— RECORDS SHOWN —
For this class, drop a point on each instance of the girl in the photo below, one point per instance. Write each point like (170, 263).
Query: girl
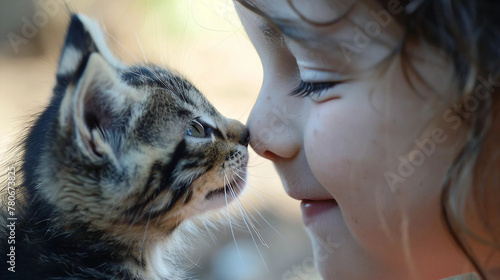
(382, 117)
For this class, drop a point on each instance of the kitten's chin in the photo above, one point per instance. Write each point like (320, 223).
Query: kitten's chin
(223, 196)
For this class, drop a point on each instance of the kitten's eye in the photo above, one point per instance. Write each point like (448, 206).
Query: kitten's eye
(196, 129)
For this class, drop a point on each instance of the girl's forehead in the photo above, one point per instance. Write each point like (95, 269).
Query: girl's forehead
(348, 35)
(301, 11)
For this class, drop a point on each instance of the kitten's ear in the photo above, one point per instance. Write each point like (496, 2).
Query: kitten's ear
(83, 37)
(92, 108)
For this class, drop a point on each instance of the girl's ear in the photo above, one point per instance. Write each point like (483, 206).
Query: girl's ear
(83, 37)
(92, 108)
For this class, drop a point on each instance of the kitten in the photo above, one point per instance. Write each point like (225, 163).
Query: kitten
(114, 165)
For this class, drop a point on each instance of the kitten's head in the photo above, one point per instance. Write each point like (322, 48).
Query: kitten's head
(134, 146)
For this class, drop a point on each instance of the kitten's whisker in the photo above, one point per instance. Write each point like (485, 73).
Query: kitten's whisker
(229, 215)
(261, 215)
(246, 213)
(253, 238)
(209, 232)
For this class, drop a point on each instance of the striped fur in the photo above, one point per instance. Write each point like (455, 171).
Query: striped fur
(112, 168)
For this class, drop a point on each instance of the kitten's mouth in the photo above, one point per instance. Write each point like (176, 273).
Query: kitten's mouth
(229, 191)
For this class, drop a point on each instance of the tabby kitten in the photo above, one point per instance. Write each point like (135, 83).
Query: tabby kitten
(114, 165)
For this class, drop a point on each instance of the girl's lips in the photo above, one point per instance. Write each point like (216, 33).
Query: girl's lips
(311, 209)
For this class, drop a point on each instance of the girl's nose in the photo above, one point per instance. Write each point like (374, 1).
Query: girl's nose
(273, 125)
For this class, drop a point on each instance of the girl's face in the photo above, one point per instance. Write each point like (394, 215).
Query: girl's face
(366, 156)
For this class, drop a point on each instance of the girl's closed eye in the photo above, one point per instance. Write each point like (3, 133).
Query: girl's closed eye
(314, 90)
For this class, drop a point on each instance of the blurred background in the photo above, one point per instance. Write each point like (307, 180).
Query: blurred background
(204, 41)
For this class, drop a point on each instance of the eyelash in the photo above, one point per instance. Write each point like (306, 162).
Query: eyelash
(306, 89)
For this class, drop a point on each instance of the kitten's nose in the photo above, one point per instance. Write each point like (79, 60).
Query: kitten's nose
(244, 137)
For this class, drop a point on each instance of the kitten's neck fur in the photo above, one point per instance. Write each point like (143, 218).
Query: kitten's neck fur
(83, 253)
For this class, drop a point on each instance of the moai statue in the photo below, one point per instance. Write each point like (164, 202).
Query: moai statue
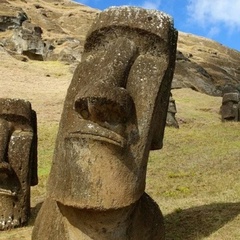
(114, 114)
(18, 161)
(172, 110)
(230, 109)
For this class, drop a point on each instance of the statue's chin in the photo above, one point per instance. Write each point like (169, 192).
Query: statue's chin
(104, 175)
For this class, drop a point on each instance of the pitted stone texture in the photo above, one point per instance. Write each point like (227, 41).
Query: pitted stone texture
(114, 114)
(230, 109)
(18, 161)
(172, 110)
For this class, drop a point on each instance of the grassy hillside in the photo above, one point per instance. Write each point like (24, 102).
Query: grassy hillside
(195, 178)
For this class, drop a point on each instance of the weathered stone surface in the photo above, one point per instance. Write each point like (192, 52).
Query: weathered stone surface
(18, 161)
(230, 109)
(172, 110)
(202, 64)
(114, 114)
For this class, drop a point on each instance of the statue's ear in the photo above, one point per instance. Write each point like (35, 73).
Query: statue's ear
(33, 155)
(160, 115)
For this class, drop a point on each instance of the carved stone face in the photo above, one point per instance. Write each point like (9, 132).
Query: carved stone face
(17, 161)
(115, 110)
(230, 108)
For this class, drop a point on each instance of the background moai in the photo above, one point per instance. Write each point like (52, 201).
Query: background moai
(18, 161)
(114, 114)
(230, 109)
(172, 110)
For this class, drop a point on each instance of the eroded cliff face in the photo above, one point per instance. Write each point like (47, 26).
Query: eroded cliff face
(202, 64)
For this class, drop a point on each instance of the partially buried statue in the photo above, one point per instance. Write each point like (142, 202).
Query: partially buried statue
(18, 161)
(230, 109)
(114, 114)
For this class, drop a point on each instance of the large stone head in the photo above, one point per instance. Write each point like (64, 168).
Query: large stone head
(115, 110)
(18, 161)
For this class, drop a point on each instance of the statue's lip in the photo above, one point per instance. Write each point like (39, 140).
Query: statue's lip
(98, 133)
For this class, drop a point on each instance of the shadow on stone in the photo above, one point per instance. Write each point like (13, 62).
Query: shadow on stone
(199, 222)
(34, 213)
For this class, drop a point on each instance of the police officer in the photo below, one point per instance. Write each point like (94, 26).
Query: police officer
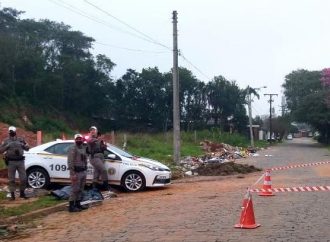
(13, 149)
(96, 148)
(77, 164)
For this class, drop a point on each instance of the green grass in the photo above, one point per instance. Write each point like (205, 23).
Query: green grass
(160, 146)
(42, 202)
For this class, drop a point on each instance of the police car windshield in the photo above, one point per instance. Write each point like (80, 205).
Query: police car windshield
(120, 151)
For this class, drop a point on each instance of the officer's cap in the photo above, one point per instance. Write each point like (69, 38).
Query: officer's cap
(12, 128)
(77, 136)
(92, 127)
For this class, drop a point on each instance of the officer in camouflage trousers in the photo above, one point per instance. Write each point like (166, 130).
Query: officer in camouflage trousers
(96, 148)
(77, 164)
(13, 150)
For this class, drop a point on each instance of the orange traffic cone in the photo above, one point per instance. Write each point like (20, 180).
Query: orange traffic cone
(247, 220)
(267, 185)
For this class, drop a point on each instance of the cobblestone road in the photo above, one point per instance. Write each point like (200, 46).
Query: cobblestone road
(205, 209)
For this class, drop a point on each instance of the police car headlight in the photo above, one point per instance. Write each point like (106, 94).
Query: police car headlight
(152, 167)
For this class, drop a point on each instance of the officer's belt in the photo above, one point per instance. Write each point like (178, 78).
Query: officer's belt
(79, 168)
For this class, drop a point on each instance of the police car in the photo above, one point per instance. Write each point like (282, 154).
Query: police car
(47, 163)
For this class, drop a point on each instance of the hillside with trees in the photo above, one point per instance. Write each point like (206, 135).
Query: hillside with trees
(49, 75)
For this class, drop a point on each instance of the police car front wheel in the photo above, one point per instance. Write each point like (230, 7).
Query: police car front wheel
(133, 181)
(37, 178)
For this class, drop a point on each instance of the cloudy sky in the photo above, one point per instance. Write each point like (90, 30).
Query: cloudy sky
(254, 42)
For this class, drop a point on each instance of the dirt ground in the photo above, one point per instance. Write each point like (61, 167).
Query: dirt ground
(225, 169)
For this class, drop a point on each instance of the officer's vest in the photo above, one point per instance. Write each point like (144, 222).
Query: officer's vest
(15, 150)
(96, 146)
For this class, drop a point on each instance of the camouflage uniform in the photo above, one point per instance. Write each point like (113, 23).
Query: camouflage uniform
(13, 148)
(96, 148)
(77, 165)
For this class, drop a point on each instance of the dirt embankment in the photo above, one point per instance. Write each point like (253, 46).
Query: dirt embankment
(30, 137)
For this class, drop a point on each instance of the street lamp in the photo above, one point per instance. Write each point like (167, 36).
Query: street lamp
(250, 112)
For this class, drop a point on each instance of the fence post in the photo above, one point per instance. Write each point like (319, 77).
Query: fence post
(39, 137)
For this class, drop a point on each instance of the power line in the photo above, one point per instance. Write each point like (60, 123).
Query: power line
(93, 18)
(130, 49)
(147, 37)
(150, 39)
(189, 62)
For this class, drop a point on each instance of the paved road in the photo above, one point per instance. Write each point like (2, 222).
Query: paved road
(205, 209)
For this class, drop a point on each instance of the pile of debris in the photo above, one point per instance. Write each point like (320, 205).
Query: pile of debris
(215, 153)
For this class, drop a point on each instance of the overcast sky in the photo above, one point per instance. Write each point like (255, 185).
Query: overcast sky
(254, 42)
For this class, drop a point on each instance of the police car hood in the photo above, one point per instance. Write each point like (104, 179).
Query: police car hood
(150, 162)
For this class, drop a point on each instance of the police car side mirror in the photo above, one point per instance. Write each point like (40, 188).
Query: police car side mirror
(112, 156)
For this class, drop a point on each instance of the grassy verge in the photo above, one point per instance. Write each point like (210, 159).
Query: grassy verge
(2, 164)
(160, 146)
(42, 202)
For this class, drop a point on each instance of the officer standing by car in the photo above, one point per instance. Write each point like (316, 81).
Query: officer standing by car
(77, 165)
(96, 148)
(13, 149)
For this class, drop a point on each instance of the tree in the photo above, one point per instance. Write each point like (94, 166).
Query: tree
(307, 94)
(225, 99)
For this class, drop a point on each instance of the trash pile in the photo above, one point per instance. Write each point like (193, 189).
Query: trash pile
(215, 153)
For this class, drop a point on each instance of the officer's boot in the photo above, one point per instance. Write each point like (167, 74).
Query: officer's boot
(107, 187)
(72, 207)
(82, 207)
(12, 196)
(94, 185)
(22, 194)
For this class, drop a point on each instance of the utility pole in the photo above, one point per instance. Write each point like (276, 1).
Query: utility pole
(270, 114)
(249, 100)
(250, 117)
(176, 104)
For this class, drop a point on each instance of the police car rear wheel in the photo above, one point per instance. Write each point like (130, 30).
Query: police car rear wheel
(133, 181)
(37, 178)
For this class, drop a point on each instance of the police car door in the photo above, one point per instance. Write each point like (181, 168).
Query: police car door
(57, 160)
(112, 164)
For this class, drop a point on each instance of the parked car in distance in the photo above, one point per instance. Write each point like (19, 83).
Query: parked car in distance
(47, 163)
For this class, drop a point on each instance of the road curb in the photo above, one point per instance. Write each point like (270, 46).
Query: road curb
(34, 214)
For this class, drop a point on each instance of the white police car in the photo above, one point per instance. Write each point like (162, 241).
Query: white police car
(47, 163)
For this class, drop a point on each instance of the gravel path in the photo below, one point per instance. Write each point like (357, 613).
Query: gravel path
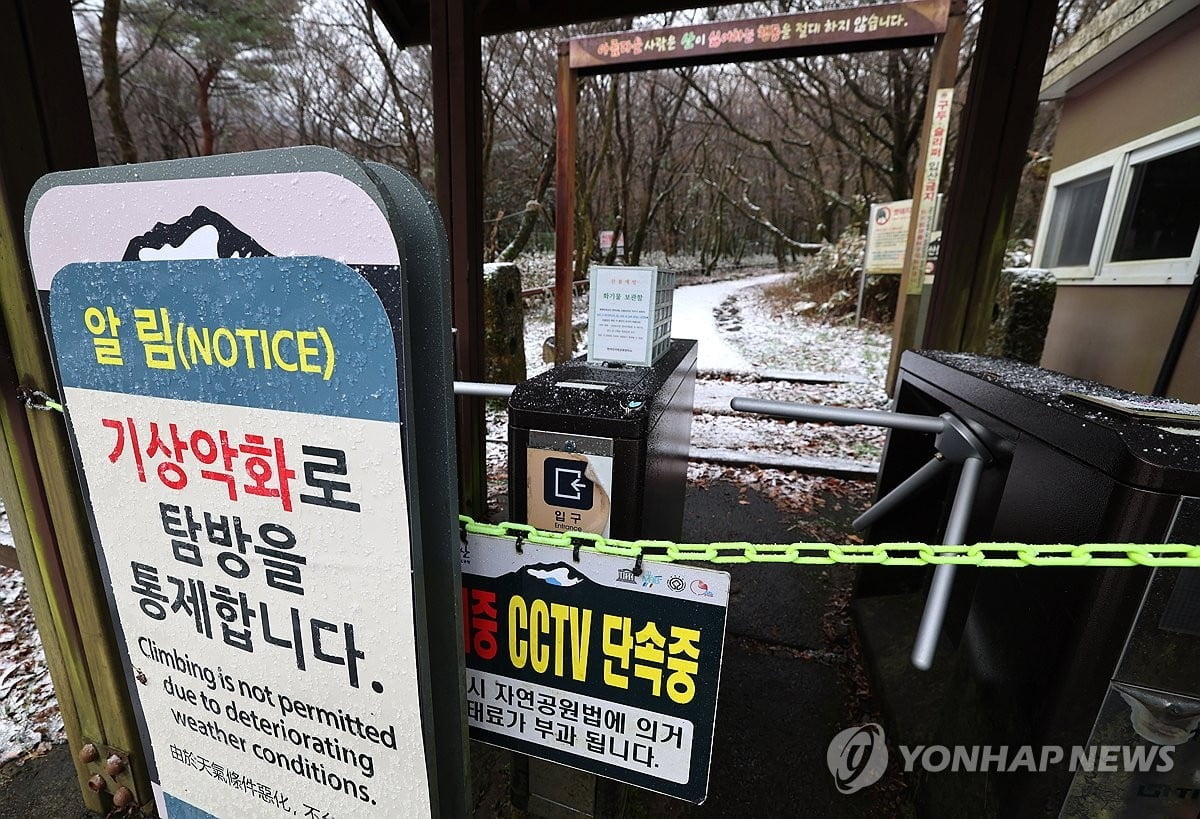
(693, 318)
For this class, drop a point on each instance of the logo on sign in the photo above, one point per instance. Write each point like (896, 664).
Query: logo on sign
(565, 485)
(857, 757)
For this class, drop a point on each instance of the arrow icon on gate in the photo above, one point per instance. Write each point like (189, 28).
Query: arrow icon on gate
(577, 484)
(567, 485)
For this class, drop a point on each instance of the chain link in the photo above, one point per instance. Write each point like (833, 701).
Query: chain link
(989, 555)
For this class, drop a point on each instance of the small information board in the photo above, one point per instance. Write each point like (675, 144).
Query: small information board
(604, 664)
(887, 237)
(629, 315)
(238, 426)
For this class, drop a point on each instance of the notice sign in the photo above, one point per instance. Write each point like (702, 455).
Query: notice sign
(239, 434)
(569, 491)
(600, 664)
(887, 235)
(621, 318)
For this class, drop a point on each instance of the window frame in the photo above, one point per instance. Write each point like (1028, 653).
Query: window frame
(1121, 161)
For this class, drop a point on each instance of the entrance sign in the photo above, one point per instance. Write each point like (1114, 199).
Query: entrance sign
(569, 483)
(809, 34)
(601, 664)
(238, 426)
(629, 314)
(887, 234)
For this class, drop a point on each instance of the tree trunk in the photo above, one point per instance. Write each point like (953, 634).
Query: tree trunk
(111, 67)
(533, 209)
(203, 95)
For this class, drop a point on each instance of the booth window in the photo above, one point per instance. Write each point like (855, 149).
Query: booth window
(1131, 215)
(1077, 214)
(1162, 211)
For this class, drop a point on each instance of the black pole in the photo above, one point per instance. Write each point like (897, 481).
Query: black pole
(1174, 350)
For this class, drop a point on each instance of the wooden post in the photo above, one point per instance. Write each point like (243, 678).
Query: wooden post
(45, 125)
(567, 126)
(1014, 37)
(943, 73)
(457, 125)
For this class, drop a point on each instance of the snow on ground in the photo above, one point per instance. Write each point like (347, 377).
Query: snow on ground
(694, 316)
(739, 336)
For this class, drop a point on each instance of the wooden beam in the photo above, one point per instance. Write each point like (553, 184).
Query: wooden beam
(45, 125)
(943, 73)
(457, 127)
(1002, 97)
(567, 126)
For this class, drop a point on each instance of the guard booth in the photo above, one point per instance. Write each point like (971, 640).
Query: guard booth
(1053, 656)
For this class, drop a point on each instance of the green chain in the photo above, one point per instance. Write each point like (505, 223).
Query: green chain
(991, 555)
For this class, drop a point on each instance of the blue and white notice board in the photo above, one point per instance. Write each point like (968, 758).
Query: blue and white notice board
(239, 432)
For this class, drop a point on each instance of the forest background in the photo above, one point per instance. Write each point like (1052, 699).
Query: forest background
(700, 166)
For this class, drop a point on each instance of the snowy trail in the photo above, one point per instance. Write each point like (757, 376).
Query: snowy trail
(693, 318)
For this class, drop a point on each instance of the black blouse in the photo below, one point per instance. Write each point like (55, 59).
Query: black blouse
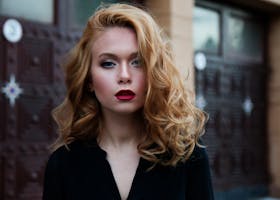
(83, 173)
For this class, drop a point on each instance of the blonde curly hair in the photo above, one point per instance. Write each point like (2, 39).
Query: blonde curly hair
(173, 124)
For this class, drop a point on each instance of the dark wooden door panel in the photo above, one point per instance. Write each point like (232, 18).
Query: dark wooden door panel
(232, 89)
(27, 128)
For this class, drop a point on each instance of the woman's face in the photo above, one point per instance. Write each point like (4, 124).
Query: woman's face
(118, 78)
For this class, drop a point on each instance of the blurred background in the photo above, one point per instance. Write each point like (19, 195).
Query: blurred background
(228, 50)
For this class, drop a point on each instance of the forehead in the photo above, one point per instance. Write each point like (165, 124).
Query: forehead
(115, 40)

— DO THIS —
All lines from the line containing "like (757, 376)." through the end of the listing above are to be given again exactly; pictures are not part of the copy.

— SOLVED EXERCISE —
For this class, drop a point on each instance of the snowy trail in the photo above, one point per instance. Write each point like (757, 376).
Query: snowy trail
(693, 318)
For this class, drop a point on each instance of the black blouse in the photo below, one point per instance. Write each point like (55, 59).
Query: black blouse
(83, 173)
For this class, drop a point on each instance of the blonde curly hair in the photo above, one point per instance. Write each point like (2, 39).
Query: blonde curly hair
(173, 124)
For this class, drop a point on each instance of the dark wooden door panel in the photo above, one point per instance. Write each point like (232, 18).
Query: dark wooden door panel
(232, 89)
(27, 128)
For this class, drop a point on each instance of the woman's face in the photo above, one point per instance. Write each point like (4, 124).
Query: woman's face
(118, 78)
For this class, drop a point on each instance of the blurred background in the photo above, one point per instance. Write each point like (19, 195).
Query: blurred background
(228, 50)
For this class, drop a point on each instance of the forehead in the photo above, one point per instance. Write each point like (165, 124).
Query: forehead
(115, 40)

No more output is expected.